**Stated problem**
Extract every line of text from all the items below verbatim, and omit the pictures from your answer.

** Start Material **

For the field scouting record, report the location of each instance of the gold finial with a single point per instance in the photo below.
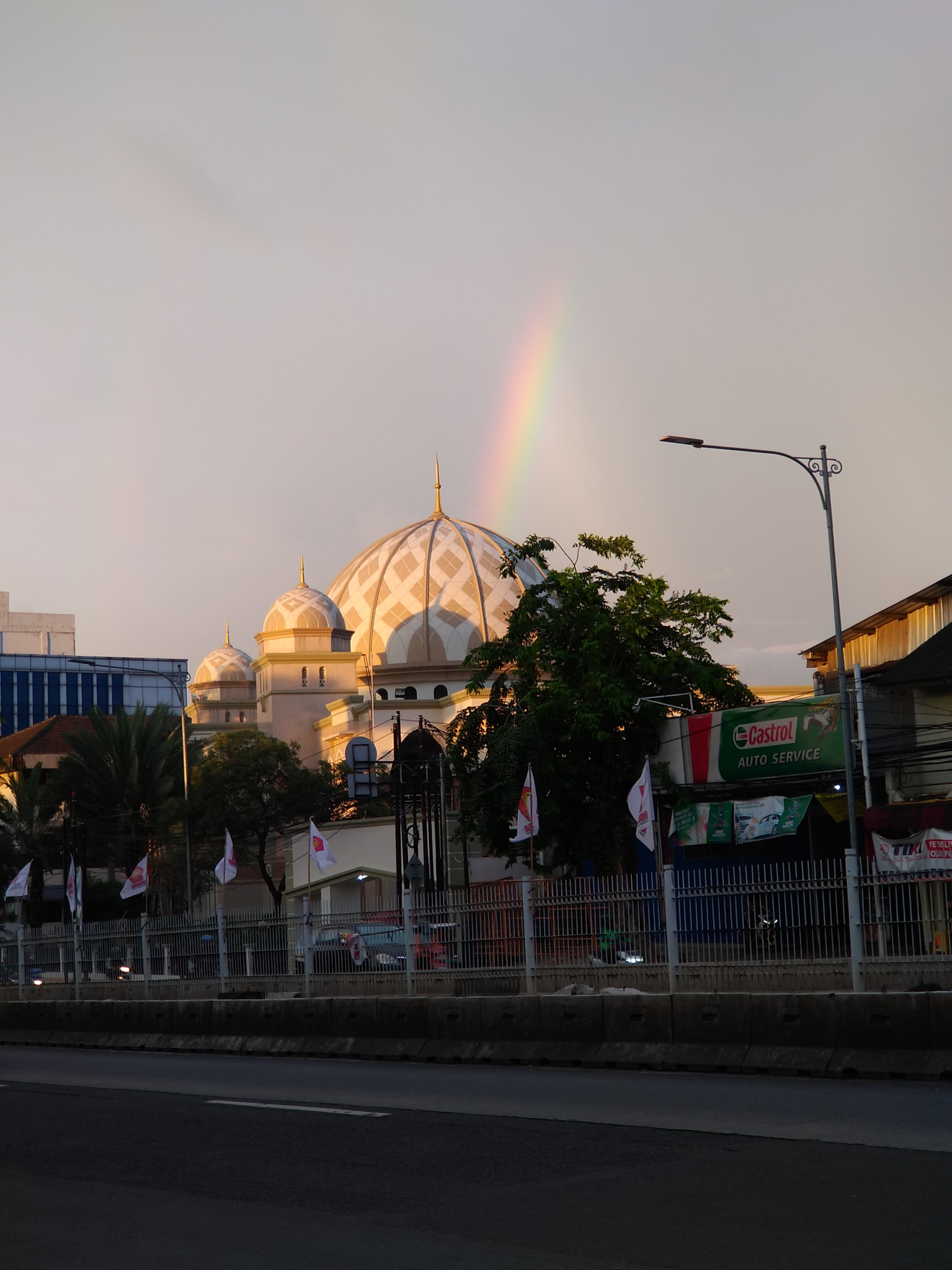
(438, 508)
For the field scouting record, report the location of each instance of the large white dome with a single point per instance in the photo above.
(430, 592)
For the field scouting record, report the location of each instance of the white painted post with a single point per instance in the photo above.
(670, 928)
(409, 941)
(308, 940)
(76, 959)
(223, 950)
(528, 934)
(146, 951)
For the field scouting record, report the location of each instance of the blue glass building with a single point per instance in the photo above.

** End Material **

**Solution to this problem**
For the field scouting record, report the location of each instance of the gold finial with a single point per instance in the photo below.
(438, 508)
For the field scouting record, report the location of each instance of the large white dome with a single point per instance in the photo above.
(430, 592)
For the field scouting record, report the location of each instance of the white painted post with a single point per instance in the photo above.
(670, 928)
(409, 941)
(308, 940)
(76, 959)
(223, 950)
(528, 934)
(146, 951)
For the field scouting record, report the location of each instance of the blue glass building with a single point per instance in the photo above.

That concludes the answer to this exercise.